*PROBLEM*
Return each entry exactly, with none missing.

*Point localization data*
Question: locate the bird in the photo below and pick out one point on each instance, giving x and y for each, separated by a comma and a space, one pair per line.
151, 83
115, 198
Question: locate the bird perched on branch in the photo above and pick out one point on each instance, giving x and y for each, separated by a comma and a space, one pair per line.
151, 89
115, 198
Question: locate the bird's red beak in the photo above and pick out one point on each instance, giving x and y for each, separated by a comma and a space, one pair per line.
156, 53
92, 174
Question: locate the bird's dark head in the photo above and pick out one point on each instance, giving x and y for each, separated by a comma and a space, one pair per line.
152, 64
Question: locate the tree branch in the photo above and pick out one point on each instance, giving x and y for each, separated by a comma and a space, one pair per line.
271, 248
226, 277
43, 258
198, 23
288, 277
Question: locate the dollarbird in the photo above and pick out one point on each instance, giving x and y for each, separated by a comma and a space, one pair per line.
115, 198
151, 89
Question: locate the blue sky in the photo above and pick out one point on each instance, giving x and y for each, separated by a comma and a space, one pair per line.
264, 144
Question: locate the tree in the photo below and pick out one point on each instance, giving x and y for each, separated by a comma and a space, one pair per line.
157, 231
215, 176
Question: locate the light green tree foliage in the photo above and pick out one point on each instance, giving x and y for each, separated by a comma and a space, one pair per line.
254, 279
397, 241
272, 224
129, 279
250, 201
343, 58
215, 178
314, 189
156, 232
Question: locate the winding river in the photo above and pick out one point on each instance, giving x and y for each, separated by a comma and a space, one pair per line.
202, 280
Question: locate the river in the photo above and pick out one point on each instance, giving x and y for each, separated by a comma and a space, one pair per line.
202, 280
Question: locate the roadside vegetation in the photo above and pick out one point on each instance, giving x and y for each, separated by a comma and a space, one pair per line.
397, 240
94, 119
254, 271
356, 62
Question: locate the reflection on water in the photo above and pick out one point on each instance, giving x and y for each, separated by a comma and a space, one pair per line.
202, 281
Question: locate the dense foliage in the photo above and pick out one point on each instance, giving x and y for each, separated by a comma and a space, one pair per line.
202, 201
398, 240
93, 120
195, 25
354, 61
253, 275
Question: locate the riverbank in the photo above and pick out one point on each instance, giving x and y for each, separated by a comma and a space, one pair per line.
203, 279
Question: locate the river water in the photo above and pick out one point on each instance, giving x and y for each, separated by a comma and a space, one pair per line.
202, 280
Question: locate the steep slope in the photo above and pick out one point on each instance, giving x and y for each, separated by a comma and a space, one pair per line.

*ANSWER BOX*
Question: locate the bird in the photo below and pick out one point on each instance, giving x and y for each, separated by a comma and a space, one pair per line.
151, 83
115, 198
Question: locate the bird perched on branch in the photo above and pick out one point on each instance, giving x and y for each, separated by a comma and a space, one pair per line.
151, 89
115, 198
Question: locate the bird's red beak in the photo above and pick out one point on each instance, giving x and y for each, separated by a comma and a space, one pair per line.
156, 53
92, 174
Question: locate the bird's dark head in the photo above and pick out one point on each instance, giving x and y for each, separated by a comma and a space, one pair per line.
152, 64
Question: locate the tree branch in the photo above and pick out one point on each instance, giving x and y for each, separated by a comma and a space, one pair per line.
271, 248
226, 277
43, 258
198, 23
288, 277
Question: locate the dollarbird in the photo above and pick out one point on each instance, giving x and y for each, separated by a comma and a space, one pair per line.
115, 198
151, 89
Question: locate the blue sky in the photo above and pick out one point on each instance, giving x and y for each, separated by a comma and a space, one pair per line.
264, 144
Question: locate the tree in the photo below and pick out one point on each instance, giving x and y for each, separated by a comma and a space, one pair per line.
157, 231
215, 176
Question: locate the light green tree foliage in the photo above and pick out one point on each instance, giving x and y for each, separated by a comma and a space, one pair per line.
254, 279
397, 241
272, 224
129, 279
250, 201
343, 58
215, 178
314, 189
156, 232
Question: locate the winding river in the photo above and pick out one point on each instance, giving x and y for each, separated by a comma and a space, one pair per line.
202, 280
Question: locate the river in the photo above and pick out one point on each instance, giving x and y for each, separated by a comma and a space, one pair per line.
202, 280
Question: locate the roadside vegetation in the photo above and pick out one point on each instance, giving x and y for each, separated by a comma and a space, one pair per line.
397, 240
94, 119
254, 271
356, 62
Question: locate the reflection on water in the photo above and pick out one point on each instance, giving x and y for each, separated by a comma and a space, one pair per line.
202, 281
Question: locate the dense foliage in the photo above and pick out one point on each instance, giving x and y for each, separated by a comma and a space, one pair per line.
202, 201
398, 240
93, 120
195, 25
354, 61
253, 275
Question: locate the riverbank in the photo above and pick out one point on each instance, giving x and y for each, separated by a comma and a space, one pair per line.
203, 279
Question: locate the river water in the photo above and pick out one point on each instance, giving x and y for each, separated by a comma and a space, one pair per line.
202, 280
Question: locate the steep slope in the photo above and pick out one point on each instance, giving x and y for each, separated by a comma and a space, one pair per line.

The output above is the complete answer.